:: ITEMS ::
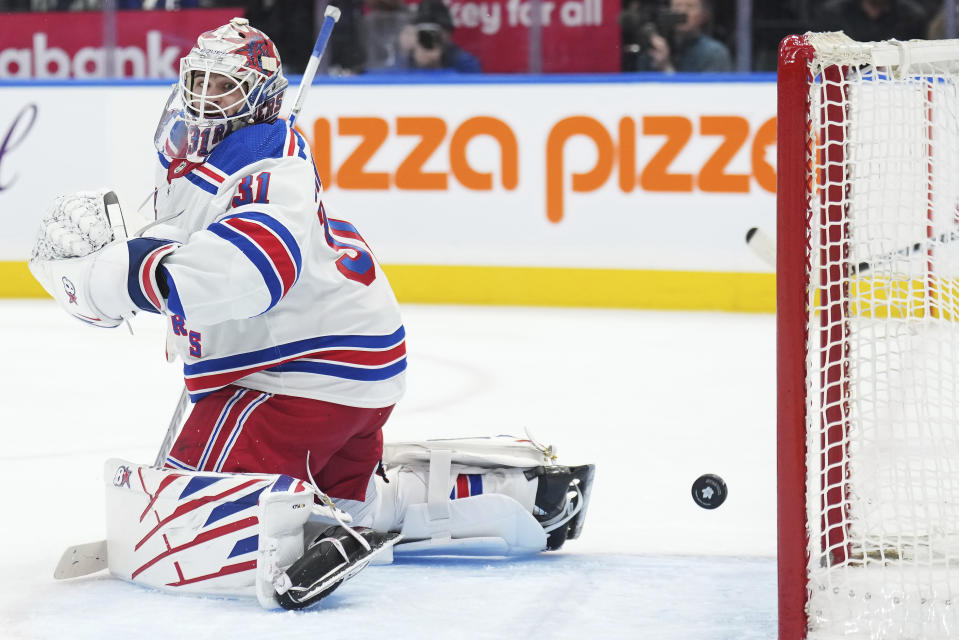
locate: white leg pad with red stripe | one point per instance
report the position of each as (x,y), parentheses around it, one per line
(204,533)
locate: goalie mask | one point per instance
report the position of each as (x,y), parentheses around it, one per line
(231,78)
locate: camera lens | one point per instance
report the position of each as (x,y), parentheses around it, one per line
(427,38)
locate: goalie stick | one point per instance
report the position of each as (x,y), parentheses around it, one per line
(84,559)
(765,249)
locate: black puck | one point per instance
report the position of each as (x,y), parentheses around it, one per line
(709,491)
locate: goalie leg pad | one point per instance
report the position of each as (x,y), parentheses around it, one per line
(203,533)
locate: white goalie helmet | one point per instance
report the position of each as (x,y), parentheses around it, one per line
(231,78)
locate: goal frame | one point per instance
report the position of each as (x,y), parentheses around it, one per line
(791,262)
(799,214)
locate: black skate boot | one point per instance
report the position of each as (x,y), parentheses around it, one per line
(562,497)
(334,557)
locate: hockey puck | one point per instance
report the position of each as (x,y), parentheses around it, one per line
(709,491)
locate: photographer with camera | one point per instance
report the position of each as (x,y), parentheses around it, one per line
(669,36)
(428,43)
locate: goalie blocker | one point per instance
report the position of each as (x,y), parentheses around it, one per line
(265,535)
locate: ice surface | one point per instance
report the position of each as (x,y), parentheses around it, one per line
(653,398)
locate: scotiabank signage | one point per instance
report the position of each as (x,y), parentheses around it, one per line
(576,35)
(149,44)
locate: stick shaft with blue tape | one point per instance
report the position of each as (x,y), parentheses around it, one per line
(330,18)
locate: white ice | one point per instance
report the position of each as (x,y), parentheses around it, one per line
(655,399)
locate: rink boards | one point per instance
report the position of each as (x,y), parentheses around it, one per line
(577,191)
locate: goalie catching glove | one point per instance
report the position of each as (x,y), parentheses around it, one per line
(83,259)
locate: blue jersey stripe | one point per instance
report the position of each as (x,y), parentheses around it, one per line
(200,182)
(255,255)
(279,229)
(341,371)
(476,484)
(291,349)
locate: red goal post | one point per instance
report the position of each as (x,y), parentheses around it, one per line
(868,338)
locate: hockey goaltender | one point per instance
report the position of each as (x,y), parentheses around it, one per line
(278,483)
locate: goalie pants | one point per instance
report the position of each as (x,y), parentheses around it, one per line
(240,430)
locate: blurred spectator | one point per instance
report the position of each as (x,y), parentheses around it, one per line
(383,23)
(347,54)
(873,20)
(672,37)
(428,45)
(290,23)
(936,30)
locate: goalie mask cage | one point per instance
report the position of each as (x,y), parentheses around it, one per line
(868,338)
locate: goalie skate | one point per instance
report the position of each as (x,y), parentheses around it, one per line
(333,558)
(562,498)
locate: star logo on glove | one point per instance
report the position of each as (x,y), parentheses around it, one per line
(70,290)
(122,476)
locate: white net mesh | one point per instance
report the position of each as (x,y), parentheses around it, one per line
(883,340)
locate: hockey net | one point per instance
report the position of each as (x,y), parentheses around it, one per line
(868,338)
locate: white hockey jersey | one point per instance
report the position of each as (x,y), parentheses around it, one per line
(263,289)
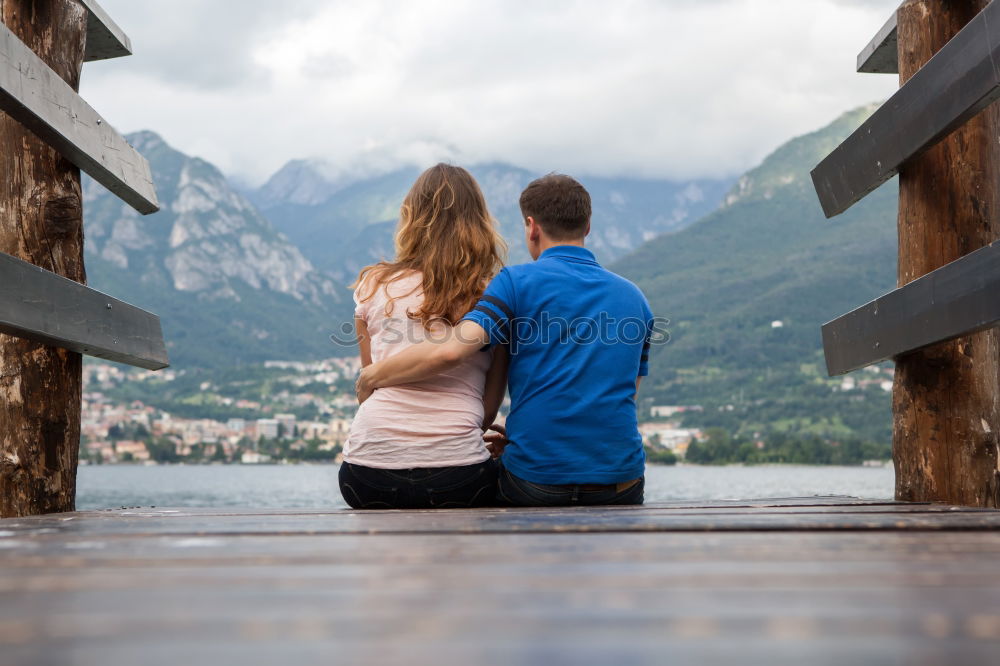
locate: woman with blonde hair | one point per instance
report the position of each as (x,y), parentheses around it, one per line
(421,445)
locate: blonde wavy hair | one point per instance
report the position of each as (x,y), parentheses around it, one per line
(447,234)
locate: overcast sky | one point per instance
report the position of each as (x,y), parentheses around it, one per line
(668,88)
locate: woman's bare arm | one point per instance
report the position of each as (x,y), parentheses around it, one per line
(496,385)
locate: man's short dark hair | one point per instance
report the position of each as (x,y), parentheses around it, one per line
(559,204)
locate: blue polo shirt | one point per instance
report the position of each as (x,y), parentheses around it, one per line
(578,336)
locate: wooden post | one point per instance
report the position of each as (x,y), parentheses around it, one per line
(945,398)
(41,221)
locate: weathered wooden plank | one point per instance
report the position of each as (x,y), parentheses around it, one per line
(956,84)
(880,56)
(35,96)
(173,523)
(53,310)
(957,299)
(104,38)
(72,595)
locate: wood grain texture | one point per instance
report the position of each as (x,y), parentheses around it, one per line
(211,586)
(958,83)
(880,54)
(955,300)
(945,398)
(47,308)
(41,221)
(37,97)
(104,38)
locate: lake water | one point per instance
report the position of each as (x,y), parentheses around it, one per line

:: REQUIRED WORK ::
Reproduce the listing above verbatim, every line of it, but omit the picture placeholders.

:: SOLUTION FOR THIS PROBLEM ::
locate: white leg pad with red stripe | one point per instance
report the position of each as (x,y), parentheses around it, one per line
(204,533)
locate: goalie mask | one point per instance
report the position of each as (x,y), parentheses around it, one per line
(231,78)
locate: camera lens | one point per instance
report the position of each as (x,y), parentheses around it, one per line
(427,38)
locate: goalie stick | one point per instance
report the position of each as (x,y), parentheses around it, one per line
(84,559)
(765,249)
locate: black puck | one point per instance
report the position of each as (x,y), parentheses around it, one per line
(709,491)
locate: goalie leg pad | one point per instance
report the position of each as (x,y), parentheses around it, one per line
(203,533)
locate: white goalie helmet | one point per instance
report the position of each as (x,y), parentheses around it, one per line
(231,78)
locate: goal frame | one point per instance
report the position of each as (x,y), parentheses around it, one per line
(791,262)
(799,214)
locate: black skate boot | one point per instance
report the position of each as (x,y), parentheses around it, one per line
(562,497)
(334,557)
locate: hockey puck | one point per instance
report the position of each as (x,y), parentheses around it, one per line
(709,491)
locate: photographer with camera | one point per instance
report the position of each as (x,y), parentheses around it, one per line
(669,36)
(428,43)
locate: goalie blocker | one point per instance
report the position of each as (x,y), parentheses around it, one per line
(265,535)
locate: ice surface | one point per instance
report the position of each as (x,y), parentheses around it, one per line
(653,398)
locate: scotiabank signage | one point per instance
report the position of each as (x,y), parentheses around it, one per line
(576,35)
(149,44)
locate: stick shaft with blue tape | one point per instance
report the position of each as (x,y), parentheses around it, one per line
(330,18)
locate: white ice | one point per instance
report the position of each as (x,y), parentheses around it, one per line
(655,399)
locate: rink boards | one point per instance
report the position of each as (x,y), parentheses around it, one per line
(577,191)
locate: goalie catching glove | one point per instance
report the position of each as (x,y), parentheses around it, one per line
(83,259)
locate: blue jersey stripe | one point per instance
report the position of each as (x,y), parentheses around it, one per line
(200,182)
(255,255)
(279,229)
(341,371)
(476,484)
(291,349)
locate: red goal post | one point per instance
report the position of each as (x,y), parentheses around it, one per line
(868,338)
locate: hockey goaltender | one point per instance
report the position of each as (x,y), parentheses around it, one per line
(278,483)
locate: goalie pants | one point per instance
report the position of each as (x,y), parentheses around it, one per line
(240,430)
locate: blurred spectator | one point per instance
report the position of each as (x,y), parentheses around it, one per line
(383,23)
(347,54)
(873,20)
(672,37)
(428,45)
(290,23)
(936,30)
locate: goalie mask cage | one point per instance
report the position of each as (x,y), parentheses around it, one per line
(868,338)
locate: goalie skate | one point per instance
report the position of each as (x,y), parentheses around it, one per line
(333,558)
(562,498)
locate: star logo on glove | one point per instance
report the position of each as (x,y), parentheses around it, one per line
(70,290)
(122,476)
locate: white net mesh | one point per instance
report the position of each as (x,y), parentheses around it, one per line
(883,340)
locate: hockey net | one point per instance
report the position of each as (x,y), parentheses around it, one per line
(868,338)
locate: white hockey jersey | one point per instance
report the position of each as (x,y), parentheses around it, one per line
(263,289)
locate: woman with blonde hair | one point per instance
report the position of each as (x,y), parentheses around it, one per line
(421,445)
locate: blonde wavy hair | one point per instance
report the position of each as (x,y), parentheses around it, one per line
(447,234)
locate: overcast sky | one point per instance
report the position of each as (x,y), parentheses around it, one per line
(668,88)
locate: woman's bare arm | one point per instance
report the position of each as (x,y), parentheses around it, one per line
(496,385)
locate: man's short dark hair | one point per instance
report the position of each as (x,y), parentheses around it, one per line
(559,204)
locate: blue polo shirt | one point per instance
report the position of each as (x,y), parentheses around it, one per line
(578,336)
locate: wooden post | one point per instance
report the position of each as (x,y), parentheses around it, one per line
(945,398)
(41,221)
locate: weathered wooden plank | one point per instance
report the position of each as (x,y), parentheses around it, one per line
(956,84)
(880,56)
(35,96)
(173,523)
(53,310)
(957,299)
(104,38)
(72,595)
locate: wood grain texture | one point per instance
report the position of each as (x,y), parentheses around it, one per line
(211,586)
(958,83)
(880,54)
(955,300)
(945,398)
(47,308)
(41,221)
(37,97)
(104,38)
locate: lake water | one point per instance
report the position of each as (x,y), parentheses around it, one per line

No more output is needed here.